After locating the line that holds "of the hillside", output it and all following lines word for word, stopping only at the end of the data.

» Records for this task:
____________

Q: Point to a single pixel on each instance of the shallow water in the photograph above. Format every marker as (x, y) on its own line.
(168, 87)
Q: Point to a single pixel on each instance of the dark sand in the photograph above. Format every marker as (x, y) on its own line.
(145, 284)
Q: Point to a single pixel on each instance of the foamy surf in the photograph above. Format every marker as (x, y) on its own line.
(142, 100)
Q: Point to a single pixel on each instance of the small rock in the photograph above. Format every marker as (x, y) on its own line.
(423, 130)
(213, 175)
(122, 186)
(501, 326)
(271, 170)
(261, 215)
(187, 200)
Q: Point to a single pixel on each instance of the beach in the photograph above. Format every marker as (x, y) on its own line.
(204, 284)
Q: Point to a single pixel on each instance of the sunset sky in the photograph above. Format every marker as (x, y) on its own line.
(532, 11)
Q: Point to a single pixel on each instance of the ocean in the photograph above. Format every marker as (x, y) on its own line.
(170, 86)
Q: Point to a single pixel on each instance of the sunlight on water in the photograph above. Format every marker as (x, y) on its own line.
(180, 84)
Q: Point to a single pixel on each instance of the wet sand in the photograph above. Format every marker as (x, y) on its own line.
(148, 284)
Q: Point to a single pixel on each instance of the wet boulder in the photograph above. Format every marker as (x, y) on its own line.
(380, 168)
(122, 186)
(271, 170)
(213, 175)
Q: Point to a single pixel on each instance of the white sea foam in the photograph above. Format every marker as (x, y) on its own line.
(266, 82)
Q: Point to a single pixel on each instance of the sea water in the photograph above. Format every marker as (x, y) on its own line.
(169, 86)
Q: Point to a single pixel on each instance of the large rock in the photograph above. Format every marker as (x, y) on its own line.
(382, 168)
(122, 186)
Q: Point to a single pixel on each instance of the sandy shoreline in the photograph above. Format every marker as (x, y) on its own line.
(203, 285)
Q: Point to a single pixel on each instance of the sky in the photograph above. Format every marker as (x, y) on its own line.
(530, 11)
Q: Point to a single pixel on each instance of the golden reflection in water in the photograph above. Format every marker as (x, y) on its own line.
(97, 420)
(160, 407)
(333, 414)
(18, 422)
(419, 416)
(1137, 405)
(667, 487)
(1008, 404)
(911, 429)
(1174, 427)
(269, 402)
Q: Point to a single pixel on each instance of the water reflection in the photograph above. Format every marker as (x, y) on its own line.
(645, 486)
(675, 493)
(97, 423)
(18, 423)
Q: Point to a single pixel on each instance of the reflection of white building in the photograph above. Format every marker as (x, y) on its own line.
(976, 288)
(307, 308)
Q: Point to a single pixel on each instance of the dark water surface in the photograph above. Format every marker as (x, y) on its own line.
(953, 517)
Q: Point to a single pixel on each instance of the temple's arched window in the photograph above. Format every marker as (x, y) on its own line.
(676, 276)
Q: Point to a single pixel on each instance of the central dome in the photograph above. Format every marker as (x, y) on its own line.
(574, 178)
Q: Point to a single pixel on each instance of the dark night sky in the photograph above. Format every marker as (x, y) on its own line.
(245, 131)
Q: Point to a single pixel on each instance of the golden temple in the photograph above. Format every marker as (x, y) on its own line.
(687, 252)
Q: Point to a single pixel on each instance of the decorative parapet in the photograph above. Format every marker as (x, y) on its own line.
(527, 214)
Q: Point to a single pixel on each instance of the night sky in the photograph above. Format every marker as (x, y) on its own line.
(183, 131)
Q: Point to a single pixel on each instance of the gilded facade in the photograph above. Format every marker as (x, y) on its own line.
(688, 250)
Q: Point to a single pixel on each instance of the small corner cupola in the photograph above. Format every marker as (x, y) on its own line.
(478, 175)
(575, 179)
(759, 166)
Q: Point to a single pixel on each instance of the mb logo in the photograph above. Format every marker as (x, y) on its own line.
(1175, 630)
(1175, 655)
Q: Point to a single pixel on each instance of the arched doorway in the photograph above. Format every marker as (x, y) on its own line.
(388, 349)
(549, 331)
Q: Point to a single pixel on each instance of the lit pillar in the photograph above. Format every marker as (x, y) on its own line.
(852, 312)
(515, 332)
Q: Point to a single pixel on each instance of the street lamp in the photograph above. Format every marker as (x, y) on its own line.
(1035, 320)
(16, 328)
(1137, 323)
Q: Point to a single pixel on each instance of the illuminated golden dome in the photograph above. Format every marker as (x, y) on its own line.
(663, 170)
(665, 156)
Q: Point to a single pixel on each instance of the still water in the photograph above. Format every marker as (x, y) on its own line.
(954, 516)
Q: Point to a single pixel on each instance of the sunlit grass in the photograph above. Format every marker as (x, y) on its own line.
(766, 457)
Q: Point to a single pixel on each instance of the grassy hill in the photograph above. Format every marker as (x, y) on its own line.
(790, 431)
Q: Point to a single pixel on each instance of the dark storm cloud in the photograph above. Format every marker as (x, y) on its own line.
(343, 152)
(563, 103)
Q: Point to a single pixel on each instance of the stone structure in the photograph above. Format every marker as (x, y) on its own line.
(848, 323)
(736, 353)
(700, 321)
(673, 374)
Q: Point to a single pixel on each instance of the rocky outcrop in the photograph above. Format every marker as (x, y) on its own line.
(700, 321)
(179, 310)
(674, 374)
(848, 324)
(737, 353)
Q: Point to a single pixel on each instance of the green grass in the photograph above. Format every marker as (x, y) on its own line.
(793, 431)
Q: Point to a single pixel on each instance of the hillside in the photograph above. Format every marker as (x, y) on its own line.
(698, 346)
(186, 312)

____________

» Answer:
Q: Point to a single pixel on each instance of the hillside in the photograph above. Format every marker as (x, y) on its own line.
(698, 346)
(186, 312)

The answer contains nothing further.